Aim of the task:
Every entry must appear in the output exactly as it does here.

The input:
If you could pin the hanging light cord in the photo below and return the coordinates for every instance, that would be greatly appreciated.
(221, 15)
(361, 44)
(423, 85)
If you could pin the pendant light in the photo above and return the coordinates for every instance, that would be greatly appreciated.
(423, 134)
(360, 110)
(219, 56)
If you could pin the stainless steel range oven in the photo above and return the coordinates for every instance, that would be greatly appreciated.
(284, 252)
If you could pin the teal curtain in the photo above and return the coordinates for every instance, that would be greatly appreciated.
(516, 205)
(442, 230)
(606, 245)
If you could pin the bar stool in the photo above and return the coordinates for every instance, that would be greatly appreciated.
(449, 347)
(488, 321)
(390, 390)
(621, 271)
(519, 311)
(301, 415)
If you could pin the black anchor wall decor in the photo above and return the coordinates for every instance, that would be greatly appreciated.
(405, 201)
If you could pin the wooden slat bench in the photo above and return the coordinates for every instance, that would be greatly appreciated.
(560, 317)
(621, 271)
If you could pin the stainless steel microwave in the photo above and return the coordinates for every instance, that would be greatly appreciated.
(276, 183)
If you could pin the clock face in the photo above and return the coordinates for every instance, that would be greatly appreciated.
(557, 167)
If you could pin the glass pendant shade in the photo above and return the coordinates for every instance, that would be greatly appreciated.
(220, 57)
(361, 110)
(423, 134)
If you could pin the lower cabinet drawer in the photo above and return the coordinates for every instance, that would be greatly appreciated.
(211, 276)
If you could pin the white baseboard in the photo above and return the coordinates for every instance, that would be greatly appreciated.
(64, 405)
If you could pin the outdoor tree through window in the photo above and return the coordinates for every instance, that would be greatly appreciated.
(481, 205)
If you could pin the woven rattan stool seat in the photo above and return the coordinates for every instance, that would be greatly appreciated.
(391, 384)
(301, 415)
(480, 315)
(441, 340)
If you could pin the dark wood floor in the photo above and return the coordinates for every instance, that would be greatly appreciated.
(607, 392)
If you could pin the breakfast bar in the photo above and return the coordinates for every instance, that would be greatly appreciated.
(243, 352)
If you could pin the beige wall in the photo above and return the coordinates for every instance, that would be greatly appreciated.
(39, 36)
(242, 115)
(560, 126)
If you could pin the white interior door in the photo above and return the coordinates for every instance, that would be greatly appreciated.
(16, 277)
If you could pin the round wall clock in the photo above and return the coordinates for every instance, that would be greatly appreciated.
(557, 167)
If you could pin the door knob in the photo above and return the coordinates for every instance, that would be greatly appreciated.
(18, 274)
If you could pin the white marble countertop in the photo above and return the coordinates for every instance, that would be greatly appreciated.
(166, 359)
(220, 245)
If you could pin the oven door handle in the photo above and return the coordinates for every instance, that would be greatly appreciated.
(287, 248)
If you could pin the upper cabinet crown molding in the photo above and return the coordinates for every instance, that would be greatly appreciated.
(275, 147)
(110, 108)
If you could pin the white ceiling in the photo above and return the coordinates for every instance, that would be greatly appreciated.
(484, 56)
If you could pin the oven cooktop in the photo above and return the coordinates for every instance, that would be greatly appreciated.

Response to the exercise:
If you could pin the hanging light cord in the photo below and return the coordinates for every instance, that would be greatly appreciated.
(221, 15)
(361, 44)
(423, 85)
If you could pin the pendant light in the photo above and return the coordinates for every instance, that would be greatly appreciated.
(423, 134)
(360, 110)
(219, 56)
If you could pin the stainless steel range oven in the photo above and return the coordinates for every instance, that would be greatly appreciated.
(284, 252)
If you could pin the teal curtain in the photo above and return the coordinates for every instance, that would be greatly appreciated.
(516, 205)
(442, 230)
(606, 245)
If you could pin the bar stool in the photo above and return the coordinates for every instance, that would be greatly appreciated.
(449, 347)
(488, 321)
(390, 390)
(621, 271)
(519, 311)
(301, 415)
If you could pin the black anchor wall decor in the photo above and return the coordinates for every instance, that would be greatly appreciated.
(405, 201)
If you could pin the wooden slat bench in the photo above and return the coordinates for every instance, that would be greatly appreciated.
(560, 317)
(621, 271)
If you could pin the stainless steel microwave in the photo above and return the coordinates for every instance, that would be greatly appreciated.
(276, 183)
If you could pin the clock face in the photo above and return the coordinates for every instance, that would be greatly appreciated.
(557, 167)
If you could pin the glass pendant shade in the photo above and return the coordinates for every instance, that would be greatly appreciated.
(220, 57)
(361, 110)
(423, 134)
If you could pin the lower cabinet drawer in the photo above and return the coordinates for every instance, that would be greatly appreciated.
(211, 276)
If you could pin the white baseboard in the photo above and return the coordinates for every instance, that would be greatly appreciated.
(64, 405)
If you could pin the outdoor tree through window in the photo above and return the coordinates for every instance, that would be greatly appreciated.
(481, 205)
If you could pin the woven rattan stool seat in the photo above and return the coordinates for every instance, that would be greatly appreciated.
(391, 384)
(301, 415)
(480, 315)
(441, 340)
If you could pin the dark wood floor in the photo above and return the coordinates for every instance, that would be greatly appreciated.
(607, 392)
If you could pin the breakfast bar in the photo above and return the coordinates for every instance, that would be greatly appreciated.
(243, 352)
If you could pin the beige wall in the photo above and return the coordinates for every instance, that would be greatly appreciated.
(39, 36)
(242, 115)
(560, 126)
If you could pin the white interior door in the photo above and return the coordinates for every instance, that would be greatly appreciated.
(16, 277)
If you could pin the round wall clock in the photo above and return the coordinates for every instance, that would be greatly appreciated.
(557, 167)
If you could pin the door knob in the photo above and return the coordinates for every instance, that would be greatly appreciated.
(18, 274)
If you could pin the white marble countertop in the photo above and return the coordinates for every instance, that would be greatly appreciated.
(166, 359)
(220, 245)
If you could pin the oven door handle in the photo above and return the coordinates for every instance, that would be greatly appreciated.
(287, 248)
If you could pin the upper cabinet crown molding in the photo above and return the coordinates for every instance, that would be greatly appreciated.
(275, 147)
(110, 108)
If you could pin the white ceiling in the photo above and return the coordinates for every instance, that would be greatly appreciated.
(484, 56)
If you could pin the oven cooktop in the photo above and return the coordinates for every instance, that would be greatly appreciated.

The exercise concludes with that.